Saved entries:
=== Begin Enclosure ===

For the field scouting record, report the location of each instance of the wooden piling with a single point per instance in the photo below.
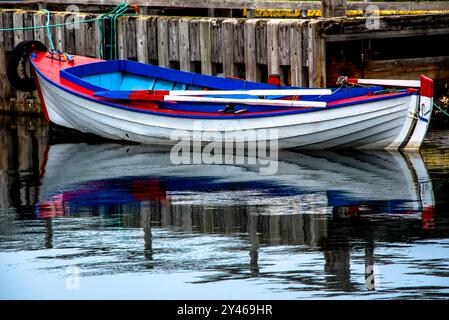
(251, 73)
(273, 47)
(162, 42)
(205, 46)
(229, 68)
(316, 55)
(184, 45)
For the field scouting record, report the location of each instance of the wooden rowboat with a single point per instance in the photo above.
(126, 100)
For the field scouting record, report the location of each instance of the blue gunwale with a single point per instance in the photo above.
(73, 75)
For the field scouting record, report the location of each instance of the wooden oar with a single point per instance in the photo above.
(132, 95)
(258, 92)
(147, 95)
(255, 102)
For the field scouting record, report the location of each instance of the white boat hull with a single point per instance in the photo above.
(385, 124)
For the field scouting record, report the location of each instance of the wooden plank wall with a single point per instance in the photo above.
(252, 49)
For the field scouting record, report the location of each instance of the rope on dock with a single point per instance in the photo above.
(113, 15)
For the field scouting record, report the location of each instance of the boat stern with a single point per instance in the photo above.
(423, 114)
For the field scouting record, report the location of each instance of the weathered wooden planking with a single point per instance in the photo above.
(80, 36)
(184, 44)
(284, 42)
(59, 40)
(91, 45)
(250, 51)
(273, 47)
(411, 69)
(316, 55)
(239, 41)
(19, 36)
(162, 43)
(7, 44)
(69, 34)
(261, 42)
(152, 38)
(296, 54)
(28, 23)
(142, 40)
(39, 19)
(98, 39)
(229, 68)
(121, 38)
(206, 46)
(131, 43)
(217, 43)
(173, 39)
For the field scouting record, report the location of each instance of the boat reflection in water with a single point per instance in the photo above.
(319, 200)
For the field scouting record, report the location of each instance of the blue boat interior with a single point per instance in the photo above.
(125, 75)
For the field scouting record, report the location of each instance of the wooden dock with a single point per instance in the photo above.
(304, 52)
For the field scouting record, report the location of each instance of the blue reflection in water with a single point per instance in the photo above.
(328, 224)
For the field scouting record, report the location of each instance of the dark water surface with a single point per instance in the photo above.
(107, 220)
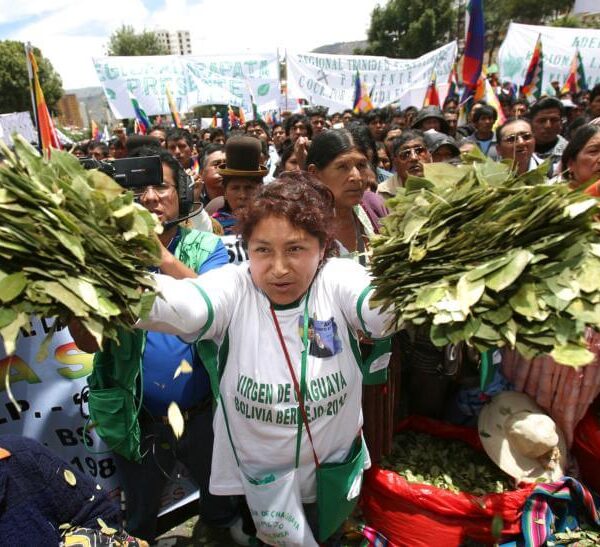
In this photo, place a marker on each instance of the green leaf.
(72, 244)
(469, 292)
(12, 286)
(7, 315)
(525, 301)
(503, 277)
(429, 296)
(572, 355)
(65, 297)
(11, 331)
(576, 209)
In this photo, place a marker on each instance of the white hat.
(522, 439)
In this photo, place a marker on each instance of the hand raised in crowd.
(300, 150)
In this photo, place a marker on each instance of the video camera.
(132, 173)
(129, 172)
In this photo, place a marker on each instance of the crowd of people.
(304, 196)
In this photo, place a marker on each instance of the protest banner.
(558, 45)
(17, 122)
(193, 80)
(54, 409)
(328, 80)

=== End Enclosure ===

Leaving out every picture, copy exactly the lines from the one that contains "the wooden dock" through the end of the entries above.

◆ Answer to this problem
For the field scouting record, report the location of each instance of the wooden dock with a single point per instance in the photo above.
(304, 52)
For the field scouting record, report the location of each instance of the blue reflection in water with a single point per instance in the photo above.
(328, 224)
For the field scouting record, report the location of each instance of the dark water surface with a single point per instance in the photo above.
(107, 220)
In this photo, place a marker on each instance of the green leaf.
(72, 244)
(469, 292)
(12, 286)
(7, 315)
(525, 301)
(503, 277)
(429, 296)
(572, 355)
(65, 297)
(11, 331)
(576, 209)
In this photo, place a marker on each instance of the white hat.
(522, 439)
In this photo, place a marker on each instance of the hand raised in crowd.
(300, 150)
In this photo, place a marker on each instance of the video camera.
(132, 173)
(129, 172)
In this photo, place a marker on each instance of the crowd of people.
(304, 196)
In this photo, place a marker on each instance of the protest banner.
(558, 45)
(17, 122)
(193, 80)
(54, 409)
(328, 80)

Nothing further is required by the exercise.